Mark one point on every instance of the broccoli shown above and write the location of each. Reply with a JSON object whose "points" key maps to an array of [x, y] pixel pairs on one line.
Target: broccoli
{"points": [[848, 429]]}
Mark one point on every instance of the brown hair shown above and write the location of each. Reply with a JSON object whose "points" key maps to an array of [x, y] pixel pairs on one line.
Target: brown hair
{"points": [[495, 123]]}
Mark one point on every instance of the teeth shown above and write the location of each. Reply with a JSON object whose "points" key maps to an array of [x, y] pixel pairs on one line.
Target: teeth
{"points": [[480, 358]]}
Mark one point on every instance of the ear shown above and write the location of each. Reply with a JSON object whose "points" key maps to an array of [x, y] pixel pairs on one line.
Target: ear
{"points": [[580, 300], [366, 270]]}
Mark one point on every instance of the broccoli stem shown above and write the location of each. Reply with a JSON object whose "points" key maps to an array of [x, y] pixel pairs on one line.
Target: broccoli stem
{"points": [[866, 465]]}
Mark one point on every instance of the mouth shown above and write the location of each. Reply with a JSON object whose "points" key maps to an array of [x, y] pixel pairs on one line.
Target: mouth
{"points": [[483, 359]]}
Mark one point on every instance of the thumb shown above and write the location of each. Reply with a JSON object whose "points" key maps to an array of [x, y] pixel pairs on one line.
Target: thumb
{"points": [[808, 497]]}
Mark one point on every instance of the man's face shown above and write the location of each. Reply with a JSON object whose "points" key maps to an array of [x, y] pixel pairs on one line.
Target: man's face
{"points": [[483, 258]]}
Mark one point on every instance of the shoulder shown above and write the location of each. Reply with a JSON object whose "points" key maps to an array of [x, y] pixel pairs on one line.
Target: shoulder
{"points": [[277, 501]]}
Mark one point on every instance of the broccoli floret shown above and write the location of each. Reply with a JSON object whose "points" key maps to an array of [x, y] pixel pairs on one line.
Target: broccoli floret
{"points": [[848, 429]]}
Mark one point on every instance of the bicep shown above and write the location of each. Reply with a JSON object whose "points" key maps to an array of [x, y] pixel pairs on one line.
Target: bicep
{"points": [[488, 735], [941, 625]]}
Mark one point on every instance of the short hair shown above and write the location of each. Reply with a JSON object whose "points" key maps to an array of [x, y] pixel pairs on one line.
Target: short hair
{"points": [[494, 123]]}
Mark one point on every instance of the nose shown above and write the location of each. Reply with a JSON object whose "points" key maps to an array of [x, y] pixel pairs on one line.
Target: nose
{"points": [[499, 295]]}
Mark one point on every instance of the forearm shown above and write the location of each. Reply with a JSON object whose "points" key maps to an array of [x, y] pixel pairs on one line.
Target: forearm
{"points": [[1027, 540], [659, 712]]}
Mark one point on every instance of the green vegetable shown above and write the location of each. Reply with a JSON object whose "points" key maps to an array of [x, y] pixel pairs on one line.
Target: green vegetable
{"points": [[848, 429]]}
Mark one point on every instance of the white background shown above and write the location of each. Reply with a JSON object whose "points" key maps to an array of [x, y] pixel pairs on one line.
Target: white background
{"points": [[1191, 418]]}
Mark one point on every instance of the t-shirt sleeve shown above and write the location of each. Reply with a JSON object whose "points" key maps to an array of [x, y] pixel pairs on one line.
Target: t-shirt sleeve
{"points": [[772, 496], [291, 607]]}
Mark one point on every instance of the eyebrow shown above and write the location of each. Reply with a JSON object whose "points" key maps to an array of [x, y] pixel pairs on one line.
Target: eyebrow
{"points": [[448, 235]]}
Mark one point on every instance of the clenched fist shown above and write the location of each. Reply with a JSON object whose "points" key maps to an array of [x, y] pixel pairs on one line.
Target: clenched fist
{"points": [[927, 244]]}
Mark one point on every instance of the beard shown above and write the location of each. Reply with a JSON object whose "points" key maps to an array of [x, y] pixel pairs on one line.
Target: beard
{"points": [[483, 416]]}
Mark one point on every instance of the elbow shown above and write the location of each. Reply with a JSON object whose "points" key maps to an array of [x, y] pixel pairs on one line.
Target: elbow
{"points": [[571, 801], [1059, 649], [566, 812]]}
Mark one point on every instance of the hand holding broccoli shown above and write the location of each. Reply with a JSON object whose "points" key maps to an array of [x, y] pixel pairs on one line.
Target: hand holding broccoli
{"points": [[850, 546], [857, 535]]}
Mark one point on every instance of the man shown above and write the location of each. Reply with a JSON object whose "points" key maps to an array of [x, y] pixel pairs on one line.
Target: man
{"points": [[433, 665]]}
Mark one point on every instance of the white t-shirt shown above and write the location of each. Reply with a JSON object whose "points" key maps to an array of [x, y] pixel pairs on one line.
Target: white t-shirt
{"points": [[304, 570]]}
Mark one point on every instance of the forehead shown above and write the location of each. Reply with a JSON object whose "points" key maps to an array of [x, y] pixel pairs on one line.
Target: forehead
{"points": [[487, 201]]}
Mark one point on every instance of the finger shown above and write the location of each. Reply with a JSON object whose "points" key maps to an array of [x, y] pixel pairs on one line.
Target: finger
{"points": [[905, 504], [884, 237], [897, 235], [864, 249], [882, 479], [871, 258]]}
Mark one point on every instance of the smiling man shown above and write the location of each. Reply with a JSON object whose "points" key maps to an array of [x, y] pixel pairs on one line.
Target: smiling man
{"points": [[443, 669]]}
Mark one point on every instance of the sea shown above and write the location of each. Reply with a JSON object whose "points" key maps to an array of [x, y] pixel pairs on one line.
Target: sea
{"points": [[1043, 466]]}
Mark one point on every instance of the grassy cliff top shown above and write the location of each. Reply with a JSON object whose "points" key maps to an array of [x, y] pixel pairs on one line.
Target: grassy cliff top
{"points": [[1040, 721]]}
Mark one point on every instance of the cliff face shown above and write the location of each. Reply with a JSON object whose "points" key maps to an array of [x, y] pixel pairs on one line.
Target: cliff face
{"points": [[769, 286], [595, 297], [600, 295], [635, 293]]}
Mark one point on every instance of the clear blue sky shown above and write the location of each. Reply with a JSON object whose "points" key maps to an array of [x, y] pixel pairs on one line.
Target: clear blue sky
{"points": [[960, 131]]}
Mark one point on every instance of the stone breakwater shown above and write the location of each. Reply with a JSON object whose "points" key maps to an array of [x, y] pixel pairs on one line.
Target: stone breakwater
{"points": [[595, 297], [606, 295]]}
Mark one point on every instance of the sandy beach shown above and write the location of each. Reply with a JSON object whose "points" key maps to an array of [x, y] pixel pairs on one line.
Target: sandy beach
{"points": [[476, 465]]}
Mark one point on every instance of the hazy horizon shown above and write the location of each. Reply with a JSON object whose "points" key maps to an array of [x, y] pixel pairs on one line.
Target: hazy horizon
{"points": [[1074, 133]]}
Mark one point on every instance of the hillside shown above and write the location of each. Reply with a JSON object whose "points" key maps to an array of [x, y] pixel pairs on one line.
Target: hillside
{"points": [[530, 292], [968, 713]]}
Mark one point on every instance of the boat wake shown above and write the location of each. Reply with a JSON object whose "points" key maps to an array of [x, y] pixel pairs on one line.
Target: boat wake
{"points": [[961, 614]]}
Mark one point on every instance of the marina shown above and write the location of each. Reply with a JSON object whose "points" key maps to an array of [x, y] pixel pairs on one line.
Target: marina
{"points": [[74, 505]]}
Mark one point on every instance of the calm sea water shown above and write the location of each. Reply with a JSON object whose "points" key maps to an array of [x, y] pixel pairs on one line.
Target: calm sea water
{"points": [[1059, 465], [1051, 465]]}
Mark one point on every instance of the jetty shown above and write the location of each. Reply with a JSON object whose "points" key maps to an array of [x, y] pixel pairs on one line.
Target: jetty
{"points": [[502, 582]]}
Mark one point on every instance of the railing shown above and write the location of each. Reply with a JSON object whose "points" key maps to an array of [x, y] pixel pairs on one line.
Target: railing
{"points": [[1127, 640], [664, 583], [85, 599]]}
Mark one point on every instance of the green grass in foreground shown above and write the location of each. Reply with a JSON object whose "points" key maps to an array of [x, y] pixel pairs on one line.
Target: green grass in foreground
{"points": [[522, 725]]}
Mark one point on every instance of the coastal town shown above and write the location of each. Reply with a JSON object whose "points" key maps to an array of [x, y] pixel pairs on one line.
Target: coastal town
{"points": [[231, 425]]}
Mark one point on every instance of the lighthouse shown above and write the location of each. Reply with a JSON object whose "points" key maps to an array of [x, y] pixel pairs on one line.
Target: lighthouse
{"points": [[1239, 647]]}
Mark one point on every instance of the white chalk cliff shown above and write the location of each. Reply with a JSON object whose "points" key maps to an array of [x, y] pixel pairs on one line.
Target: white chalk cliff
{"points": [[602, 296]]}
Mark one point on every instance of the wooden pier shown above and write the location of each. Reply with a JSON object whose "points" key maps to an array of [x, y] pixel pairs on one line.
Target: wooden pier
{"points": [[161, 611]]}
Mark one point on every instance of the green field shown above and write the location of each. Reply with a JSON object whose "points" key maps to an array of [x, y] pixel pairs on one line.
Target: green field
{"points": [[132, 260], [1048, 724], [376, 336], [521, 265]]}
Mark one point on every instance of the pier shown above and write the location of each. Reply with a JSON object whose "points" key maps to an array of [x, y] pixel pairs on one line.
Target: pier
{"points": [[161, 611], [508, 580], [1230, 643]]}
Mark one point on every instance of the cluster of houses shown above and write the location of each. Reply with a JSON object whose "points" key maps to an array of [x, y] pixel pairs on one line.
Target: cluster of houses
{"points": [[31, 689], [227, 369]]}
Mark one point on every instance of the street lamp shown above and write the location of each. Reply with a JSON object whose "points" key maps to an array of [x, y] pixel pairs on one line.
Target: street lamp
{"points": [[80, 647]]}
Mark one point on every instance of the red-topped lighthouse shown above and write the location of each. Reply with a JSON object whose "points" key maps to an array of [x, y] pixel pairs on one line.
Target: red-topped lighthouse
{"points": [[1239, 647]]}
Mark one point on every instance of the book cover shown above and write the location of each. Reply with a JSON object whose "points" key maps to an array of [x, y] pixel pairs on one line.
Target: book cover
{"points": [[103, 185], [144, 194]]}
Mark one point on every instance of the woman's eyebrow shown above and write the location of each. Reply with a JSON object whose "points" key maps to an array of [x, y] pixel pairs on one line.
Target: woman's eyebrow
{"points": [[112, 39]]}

___

§ **Written task**
Transcribe the records above exactly, but only from the line that contains "Mark one point on every instance of the street" through their final line, inclusive.

§ **Task response**
Mark one point on every instance of the street lamp shown above and write the location of each. Reply with a JSON object whose "points" key maps to an array of [x, y] pixel pairs on one line.
Target: street lamp
{"points": [[80, 647]]}
Mark one point on every instance of the red-topped lighthouse shown above and write the location of each. Reply with a JSON object whose "points" key maps to an array of [x, y] pixel pairs on one line.
Target: red-topped lighthouse
{"points": [[1239, 647]]}
Mark one point on every instance of the book cover shown above and write the location of each. Reply with a JSON object whose "points" key maps to an array of [x, y] pixel pairs on one line.
Target: book cover
{"points": [[103, 185], [144, 194]]}
Mark one point on every instance of the woman's eyebrow shown above and write the location of each. Reply with a JSON object whose "points" key maps to an array of [x, y] pixel pairs on one line.
Target: woman's eyebrow
{"points": [[112, 39]]}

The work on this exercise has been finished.